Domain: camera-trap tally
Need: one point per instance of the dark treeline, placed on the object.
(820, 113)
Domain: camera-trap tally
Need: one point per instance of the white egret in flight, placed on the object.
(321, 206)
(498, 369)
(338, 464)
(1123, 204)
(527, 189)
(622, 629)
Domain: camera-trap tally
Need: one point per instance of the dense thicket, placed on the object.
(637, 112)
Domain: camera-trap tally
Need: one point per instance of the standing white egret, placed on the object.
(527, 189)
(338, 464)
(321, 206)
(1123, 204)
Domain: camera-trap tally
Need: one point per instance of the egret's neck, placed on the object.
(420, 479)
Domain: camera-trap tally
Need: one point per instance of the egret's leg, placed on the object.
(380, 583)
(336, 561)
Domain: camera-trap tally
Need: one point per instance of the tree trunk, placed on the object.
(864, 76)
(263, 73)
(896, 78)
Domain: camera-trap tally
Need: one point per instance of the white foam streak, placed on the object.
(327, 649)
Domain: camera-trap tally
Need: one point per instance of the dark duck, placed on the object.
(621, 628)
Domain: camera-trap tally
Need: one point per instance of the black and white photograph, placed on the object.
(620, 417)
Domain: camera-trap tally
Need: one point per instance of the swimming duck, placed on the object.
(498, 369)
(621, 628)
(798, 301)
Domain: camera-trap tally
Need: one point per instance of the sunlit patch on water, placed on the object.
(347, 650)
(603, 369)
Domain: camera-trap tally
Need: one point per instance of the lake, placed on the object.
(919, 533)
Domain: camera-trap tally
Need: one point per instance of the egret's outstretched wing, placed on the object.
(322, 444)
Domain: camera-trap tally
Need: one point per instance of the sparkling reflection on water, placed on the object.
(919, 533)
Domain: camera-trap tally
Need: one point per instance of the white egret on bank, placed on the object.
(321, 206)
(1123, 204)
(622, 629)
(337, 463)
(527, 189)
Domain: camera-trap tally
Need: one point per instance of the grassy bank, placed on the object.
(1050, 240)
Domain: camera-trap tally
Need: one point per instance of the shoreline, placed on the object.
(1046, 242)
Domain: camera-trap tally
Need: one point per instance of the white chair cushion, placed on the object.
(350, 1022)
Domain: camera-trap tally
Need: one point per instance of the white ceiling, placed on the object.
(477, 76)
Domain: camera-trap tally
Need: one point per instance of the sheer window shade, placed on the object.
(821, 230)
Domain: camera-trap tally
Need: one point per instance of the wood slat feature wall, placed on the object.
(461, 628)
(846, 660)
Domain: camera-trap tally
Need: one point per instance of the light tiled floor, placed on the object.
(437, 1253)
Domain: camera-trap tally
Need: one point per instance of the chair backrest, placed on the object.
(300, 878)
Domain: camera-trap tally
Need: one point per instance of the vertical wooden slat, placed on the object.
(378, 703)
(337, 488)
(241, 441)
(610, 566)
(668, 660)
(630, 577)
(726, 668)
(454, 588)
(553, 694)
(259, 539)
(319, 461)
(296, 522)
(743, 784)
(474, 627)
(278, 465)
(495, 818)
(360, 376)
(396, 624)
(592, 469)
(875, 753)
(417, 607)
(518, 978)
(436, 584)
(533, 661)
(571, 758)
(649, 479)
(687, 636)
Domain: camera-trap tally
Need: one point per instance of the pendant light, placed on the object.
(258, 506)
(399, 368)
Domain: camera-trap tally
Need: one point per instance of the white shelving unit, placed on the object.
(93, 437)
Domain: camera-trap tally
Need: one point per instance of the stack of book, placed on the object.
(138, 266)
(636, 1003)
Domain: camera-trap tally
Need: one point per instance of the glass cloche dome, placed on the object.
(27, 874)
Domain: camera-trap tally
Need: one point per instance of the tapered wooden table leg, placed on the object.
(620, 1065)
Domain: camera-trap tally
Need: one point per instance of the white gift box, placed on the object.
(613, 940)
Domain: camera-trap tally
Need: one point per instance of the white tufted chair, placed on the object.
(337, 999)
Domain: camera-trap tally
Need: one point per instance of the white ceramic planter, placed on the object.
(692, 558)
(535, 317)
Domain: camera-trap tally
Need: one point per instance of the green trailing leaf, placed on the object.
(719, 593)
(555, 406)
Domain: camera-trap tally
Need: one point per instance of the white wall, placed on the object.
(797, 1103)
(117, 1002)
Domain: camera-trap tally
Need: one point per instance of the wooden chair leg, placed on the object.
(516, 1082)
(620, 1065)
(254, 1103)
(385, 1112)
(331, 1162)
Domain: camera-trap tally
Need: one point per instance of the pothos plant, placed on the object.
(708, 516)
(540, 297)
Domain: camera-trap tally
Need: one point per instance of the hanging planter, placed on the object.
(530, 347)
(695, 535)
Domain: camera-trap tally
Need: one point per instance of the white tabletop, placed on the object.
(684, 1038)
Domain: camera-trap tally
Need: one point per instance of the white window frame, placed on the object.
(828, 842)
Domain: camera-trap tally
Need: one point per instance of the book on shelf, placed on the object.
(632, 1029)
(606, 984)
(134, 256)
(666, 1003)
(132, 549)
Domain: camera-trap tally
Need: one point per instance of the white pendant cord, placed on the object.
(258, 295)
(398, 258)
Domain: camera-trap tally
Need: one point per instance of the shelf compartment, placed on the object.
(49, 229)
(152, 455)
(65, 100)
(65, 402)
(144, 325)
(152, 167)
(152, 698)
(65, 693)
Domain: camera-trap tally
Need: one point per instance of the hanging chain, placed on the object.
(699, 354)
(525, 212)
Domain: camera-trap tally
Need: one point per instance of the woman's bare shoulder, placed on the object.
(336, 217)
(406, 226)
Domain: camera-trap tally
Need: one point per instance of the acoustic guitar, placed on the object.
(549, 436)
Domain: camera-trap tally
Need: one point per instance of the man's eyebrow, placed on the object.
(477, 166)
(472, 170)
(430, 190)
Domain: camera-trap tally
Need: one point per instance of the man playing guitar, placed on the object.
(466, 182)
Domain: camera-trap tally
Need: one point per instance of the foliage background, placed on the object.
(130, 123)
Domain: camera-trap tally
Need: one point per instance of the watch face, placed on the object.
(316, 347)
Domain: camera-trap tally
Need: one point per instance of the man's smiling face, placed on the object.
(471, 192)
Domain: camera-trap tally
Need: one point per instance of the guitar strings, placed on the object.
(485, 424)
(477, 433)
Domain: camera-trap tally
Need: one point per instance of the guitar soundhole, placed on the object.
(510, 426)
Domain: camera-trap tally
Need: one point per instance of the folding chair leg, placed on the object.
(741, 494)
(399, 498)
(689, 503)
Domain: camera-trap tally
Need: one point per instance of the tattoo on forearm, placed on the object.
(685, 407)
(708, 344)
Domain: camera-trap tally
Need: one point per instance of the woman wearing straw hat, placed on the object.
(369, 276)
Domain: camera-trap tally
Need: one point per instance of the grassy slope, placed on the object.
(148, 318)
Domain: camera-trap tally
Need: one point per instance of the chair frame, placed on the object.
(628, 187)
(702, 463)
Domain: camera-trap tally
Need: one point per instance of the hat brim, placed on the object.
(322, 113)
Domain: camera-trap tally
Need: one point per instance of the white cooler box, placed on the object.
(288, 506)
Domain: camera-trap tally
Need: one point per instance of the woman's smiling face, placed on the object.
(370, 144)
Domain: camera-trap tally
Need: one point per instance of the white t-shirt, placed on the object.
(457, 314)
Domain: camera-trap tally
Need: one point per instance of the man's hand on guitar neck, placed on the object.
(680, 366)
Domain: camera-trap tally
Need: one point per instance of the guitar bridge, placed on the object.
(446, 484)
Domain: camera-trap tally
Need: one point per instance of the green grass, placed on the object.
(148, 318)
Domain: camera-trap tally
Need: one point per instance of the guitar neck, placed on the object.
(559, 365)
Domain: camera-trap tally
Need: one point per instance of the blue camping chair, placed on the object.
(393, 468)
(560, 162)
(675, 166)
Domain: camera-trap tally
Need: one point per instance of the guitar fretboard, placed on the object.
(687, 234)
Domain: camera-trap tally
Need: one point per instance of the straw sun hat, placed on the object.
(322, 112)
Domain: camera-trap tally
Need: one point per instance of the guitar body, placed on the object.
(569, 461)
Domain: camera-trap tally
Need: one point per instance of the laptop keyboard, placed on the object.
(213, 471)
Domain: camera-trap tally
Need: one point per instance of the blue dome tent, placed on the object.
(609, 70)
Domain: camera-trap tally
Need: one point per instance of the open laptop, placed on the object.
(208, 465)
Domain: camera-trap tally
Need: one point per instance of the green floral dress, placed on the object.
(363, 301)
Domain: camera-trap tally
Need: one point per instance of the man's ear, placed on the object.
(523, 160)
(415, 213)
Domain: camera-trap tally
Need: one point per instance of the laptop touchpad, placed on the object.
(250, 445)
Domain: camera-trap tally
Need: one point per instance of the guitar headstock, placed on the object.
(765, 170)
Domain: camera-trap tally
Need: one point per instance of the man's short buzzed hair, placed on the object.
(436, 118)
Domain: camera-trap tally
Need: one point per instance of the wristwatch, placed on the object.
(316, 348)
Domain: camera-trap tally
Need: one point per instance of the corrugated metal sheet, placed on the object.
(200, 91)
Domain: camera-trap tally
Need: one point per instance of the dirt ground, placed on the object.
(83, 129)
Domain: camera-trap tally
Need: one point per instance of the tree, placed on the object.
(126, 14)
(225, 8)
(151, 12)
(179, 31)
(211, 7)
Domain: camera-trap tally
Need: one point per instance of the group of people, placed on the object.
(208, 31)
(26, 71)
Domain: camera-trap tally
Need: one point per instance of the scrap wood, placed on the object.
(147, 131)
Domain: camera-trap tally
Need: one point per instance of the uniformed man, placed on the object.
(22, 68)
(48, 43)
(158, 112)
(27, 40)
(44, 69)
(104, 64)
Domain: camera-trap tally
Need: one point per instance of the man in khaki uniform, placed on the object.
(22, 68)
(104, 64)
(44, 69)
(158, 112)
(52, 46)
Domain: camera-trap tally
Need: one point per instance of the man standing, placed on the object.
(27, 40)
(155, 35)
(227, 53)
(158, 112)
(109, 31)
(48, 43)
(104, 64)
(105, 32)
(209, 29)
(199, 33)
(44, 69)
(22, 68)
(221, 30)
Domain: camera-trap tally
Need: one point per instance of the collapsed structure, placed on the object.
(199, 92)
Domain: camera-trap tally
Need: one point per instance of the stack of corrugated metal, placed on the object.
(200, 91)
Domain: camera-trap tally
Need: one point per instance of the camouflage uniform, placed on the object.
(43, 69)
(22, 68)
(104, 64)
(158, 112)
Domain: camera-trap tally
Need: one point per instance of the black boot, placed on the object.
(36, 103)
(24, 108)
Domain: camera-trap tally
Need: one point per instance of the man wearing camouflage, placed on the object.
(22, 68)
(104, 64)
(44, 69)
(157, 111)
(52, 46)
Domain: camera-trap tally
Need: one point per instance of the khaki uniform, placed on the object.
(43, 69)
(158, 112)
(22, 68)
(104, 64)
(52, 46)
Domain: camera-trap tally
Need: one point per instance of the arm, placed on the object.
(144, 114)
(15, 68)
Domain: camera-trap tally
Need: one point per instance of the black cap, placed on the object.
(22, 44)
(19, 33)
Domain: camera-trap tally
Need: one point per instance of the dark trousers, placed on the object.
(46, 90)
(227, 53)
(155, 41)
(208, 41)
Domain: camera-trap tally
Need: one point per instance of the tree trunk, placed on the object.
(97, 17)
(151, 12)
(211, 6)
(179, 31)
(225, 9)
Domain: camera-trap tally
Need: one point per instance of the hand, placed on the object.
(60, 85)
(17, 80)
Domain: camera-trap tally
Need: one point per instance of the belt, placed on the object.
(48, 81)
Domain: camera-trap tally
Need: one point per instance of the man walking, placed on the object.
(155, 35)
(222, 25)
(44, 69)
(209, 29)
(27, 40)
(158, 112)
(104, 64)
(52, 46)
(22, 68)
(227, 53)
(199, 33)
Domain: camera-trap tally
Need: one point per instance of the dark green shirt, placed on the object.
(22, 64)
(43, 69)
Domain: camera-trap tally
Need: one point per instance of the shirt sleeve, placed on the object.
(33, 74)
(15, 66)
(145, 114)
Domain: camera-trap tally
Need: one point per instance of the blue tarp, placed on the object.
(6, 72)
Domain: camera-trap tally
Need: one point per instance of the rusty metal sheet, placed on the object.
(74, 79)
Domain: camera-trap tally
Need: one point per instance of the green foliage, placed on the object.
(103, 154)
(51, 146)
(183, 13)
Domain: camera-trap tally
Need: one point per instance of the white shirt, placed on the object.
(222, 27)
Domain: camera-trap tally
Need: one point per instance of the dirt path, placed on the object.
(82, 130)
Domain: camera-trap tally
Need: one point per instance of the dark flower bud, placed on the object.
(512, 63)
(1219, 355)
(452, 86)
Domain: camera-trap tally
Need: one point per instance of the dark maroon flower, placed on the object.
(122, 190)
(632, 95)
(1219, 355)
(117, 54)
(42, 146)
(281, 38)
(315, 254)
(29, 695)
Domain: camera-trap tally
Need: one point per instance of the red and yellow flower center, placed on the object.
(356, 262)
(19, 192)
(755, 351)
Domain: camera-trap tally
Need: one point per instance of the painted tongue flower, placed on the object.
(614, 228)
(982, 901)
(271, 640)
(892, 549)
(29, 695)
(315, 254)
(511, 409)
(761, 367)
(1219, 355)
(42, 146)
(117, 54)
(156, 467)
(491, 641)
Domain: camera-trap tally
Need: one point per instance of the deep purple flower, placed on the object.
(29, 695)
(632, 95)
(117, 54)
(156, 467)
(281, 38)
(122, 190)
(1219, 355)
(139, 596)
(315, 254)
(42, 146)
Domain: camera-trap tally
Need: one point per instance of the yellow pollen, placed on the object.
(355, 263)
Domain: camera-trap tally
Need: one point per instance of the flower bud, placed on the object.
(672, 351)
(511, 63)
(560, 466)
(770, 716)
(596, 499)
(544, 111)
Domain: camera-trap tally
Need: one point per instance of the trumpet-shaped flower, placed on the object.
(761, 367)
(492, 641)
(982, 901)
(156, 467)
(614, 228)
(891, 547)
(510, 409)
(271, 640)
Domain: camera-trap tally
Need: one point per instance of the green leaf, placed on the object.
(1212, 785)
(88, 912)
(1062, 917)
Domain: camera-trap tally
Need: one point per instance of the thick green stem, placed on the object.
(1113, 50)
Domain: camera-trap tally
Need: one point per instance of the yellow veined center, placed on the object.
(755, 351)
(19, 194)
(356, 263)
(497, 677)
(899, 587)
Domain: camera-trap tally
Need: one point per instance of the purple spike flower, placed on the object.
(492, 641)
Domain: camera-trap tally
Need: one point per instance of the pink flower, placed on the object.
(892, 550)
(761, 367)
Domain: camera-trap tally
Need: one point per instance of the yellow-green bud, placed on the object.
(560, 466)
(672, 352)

^^^^^^^^

== REQUIRED WORK ==
Which lines above contain the word "grassy"? Collect each one, matching case exactly.

== WRITTEN SOLUTION ==
Need: one point per instance of the grassy bank, placed on the object.
Need: one point per instance of the grassy slope, placed on the object.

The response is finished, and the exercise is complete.